▶ _Фрагмент текста_
Вероятно, относительно быстрая адаптация христианства к интернету связана с опытом «телевангелизма», в основе которого лежали христианские проповеди по телевидению. Благодаря телевангелизму многочисленные проповедники (в основном в США) превратились в «хариз-матичных религиозных лидеров с широким общественным признанием» (Хьярвард 2020: 53). Телевангелизм был предтечей распространения киберцерквей, а телевидение — первым средством массовой коммуникации, которое рассматривалось религиозными деятелями в качестве «инструмента для достижения своих целей» (Кэмпбелл 2020: 130).

В онлайн-пространстве «люди имеют большую свободу экспериментировать и развивать свои взгляды на роль интернета в религиозной ритуальной жизни» (Helland 2013: 31). В 1993 г. Х. Рейнгольд, подчеркивая безграничные возможности виртуального пространства, опубликовал на одной из онлайн-«досок» следующее объявление: «Создайте собственную религию». Интернет способствовал расцвету новых воззрений, многие из которых могли существовать исключительно в виртуальной среде. «Сетевые» вероучения стали называть киберрелигиями: по словам Х. А. Кэмпбелл, подобная «религиозная практика освобождена от традиционных ограничений и шаблонов, чтобы ее можно было переосмыслить за пределами экрана» (Campbell 2013: 1).

Одним из вариантов воплощения киберрелигии стало возникновение пространства Киберия — «особого измерения реальности, созданного посредством компьютерных технологий и существующего в искусственно созданной компьютерными программами среде». В Киберии компьютерные технологии «приобретают статус сверхценности, наделяются качествами священных объектов и атрибутами божественных сущностей». Сообразно с традиционными религиями в Киберии есть свои законы и обряды, молитвы и жертвоприношения, святые и покровители.

Так, признание католической церковью Исидора Севильского покровителем интернета в 1999 г. позволило наделить его статусом благодетеля Киберии (Забияко и др. 2012: 27-31).

В свое время в интернете был популярен образ Хомового — виртуального домового, охраняющего киберпространство пользователя. Встречались и киберсуеверия: «наткнуться по баннерной ссылке на религиозный сайт — к несчастью, и надо обязательно вернуться на исходную страницу»; «если во время работы часто попадаются сломанные линки, то работу лучше прекратить, потому что ее плоды пойдут только во вред», если утром сгорел завтрак — это к падению mail-server'а (Забияко и др. 2012: 49).

▶ _Суть задания_
Процитируйте дословно отрывок о религии в интернете от слов «Так, признание католической» до слов «др. 2012: 27-31).».

▶ _Представленные данные_
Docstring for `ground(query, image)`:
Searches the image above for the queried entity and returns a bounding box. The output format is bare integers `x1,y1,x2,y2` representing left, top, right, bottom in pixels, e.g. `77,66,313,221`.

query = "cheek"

▶ _Итог выполнения_
Так, признание католической церковью Исидора Севильского покровителем интернета в 1999 г. позволило наделить его статусом благодетеля Киберии (Забияко и др. 2012: 27-31).